» **PROVIDED INFORMATION**:
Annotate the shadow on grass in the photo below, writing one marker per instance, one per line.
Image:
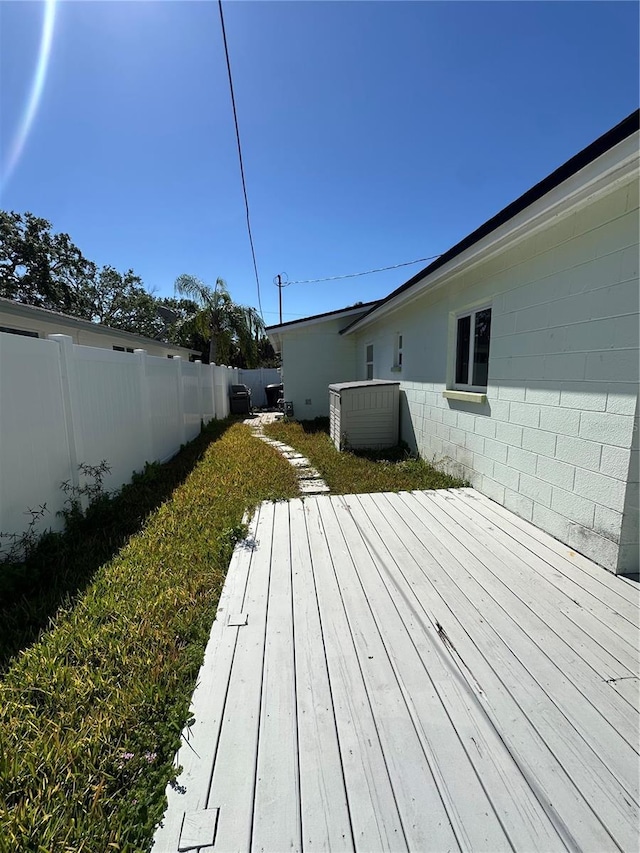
==
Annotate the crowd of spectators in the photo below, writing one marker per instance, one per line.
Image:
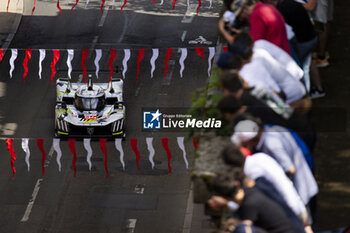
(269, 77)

» **EXERCISE INSTRUCTIONS**: Collect each line of the records above that contains the word "below", matching case exactly.

» **FULL RESPONSE**:
Annotate the shadow on grass in the photo below, writing one marker per instance, one per line.
Annotate the crowd of spectators in the photo below, writing one marker per instance, one per line.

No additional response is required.